It was around the same time that I was starting out with chess and was interested in learning how to play better. My father had gifted me a copy of a computer game called Maurice Ashley Teaches Chess. It included playing strategies, past-game analysis and video coaching by the chess grandmaster Maurice Ashley. It also had a practice mode where you could compete and play against the computer. I didn’t end up being a good chess player but if my memory serves me right, it did not take me long to start beating the in-game AI. But things have changed a lot since then. Computers are not only faster and more powerful now (to explore more number of moves) but are also equipped with better algorithms to evaluate a decision. Let’s compare excerpts from the introductory chapters from two of my textbooks:

From "Cognitive Psychology" (Medin et.al., 2004):

The number of ways in which the first 10 moves can be played is on the order of billions and there are more possible sequences for the game than there are atoms in the universe! Obviously neither humans nor machines can determine the best moves by considering all the possibilities. In fact, grandmaster chess players typically report that they consider only a handful of the possible moves and “look ahead” for only a few moves. In contrast, chess computers are capable of examining more than 2,000,000 potential moves per second and can search quite a few moves ahead. The amazing thing is that the best grandmasters (as of this writing) are still competitive with the best computers.

* _TASK PROMPT_
List each feature that the chess passage says the game Maurice Ashley Teaches Chess had.

* _DATASET EXTRACT_

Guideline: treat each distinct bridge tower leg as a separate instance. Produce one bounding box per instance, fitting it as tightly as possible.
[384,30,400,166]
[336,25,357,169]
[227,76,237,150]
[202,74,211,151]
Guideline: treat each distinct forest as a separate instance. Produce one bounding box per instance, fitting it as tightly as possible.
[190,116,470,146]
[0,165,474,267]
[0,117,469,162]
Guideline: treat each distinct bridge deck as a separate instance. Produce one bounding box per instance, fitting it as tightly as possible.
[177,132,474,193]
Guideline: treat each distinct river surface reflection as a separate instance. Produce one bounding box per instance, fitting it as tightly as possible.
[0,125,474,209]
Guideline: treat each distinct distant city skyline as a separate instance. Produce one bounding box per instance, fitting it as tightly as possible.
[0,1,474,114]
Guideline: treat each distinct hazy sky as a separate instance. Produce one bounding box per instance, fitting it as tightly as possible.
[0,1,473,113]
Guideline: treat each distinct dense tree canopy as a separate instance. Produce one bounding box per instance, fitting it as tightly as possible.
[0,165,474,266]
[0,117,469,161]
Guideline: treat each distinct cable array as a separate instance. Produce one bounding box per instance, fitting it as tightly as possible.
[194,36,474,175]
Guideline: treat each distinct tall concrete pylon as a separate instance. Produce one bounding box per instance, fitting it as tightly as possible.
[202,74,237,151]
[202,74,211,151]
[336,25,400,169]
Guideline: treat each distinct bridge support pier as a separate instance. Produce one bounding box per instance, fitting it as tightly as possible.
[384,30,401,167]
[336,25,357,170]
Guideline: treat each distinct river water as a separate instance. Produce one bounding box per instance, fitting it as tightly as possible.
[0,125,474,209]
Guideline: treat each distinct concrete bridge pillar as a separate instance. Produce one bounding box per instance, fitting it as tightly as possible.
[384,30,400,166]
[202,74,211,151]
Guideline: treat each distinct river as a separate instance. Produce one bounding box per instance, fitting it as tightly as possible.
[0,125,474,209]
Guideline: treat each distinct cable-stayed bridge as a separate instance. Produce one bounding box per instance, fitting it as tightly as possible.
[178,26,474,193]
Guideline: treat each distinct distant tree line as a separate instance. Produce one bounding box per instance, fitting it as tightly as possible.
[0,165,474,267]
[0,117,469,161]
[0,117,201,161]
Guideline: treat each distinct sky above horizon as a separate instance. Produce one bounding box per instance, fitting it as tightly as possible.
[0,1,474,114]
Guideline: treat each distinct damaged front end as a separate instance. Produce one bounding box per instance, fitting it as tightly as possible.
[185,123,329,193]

* _FINISHED ANSWER_
- Playing strategies
- Past-game analysis
- Video coaching by the chess grandmaster Maurice Ashley
- A practice mode where you could compete and play against the computer